### Source data
== == ==

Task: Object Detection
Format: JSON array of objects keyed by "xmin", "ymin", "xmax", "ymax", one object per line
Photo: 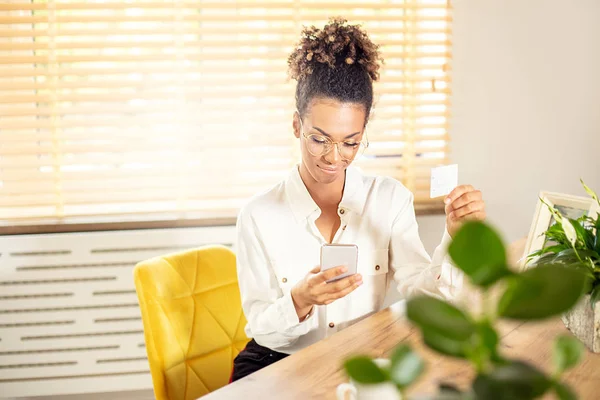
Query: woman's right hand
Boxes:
[{"xmin": 291, "ymin": 265, "xmax": 363, "ymax": 321}]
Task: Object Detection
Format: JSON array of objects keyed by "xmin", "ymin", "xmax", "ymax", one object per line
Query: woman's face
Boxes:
[{"xmin": 293, "ymin": 98, "xmax": 367, "ymax": 185}]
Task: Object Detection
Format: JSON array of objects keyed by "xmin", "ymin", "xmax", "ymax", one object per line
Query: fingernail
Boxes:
[
  {"xmin": 444, "ymin": 197, "xmax": 451, "ymax": 204},
  {"xmin": 340, "ymin": 266, "xmax": 347, "ymax": 273}
]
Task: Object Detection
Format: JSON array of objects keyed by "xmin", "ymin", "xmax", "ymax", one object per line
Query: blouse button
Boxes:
[
  {"xmin": 329, "ymin": 322, "xmax": 335, "ymax": 328},
  {"xmin": 282, "ymin": 277, "xmax": 287, "ymax": 283},
  {"xmin": 339, "ymin": 208, "xmax": 345, "ymax": 215},
  {"xmin": 375, "ymin": 265, "xmax": 380, "ymax": 271}
]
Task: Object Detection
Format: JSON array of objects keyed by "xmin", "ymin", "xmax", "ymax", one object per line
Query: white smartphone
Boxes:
[{"xmin": 320, "ymin": 244, "xmax": 358, "ymax": 283}]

== == ==

### Required work
Repeat, without change, each line of the data above from the one that contains "Query: blouse button" through the final line, counting both.

### Response
Query: blouse button
Boxes:
[
  {"xmin": 329, "ymin": 322, "xmax": 335, "ymax": 328},
  {"xmin": 282, "ymin": 277, "xmax": 287, "ymax": 283},
  {"xmin": 339, "ymin": 208, "xmax": 345, "ymax": 215},
  {"xmin": 375, "ymin": 265, "xmax": 380, "ymax": 271}
]
Task: Object Detection
Format: JSON array of objects keyed by "xmin", "ymin", "xmax", "ymax", one object per line
Query: white smartphone
Boxes:
[{"xmin": 320, "ymin": 244, "xmax": 358, "ymax": 283}]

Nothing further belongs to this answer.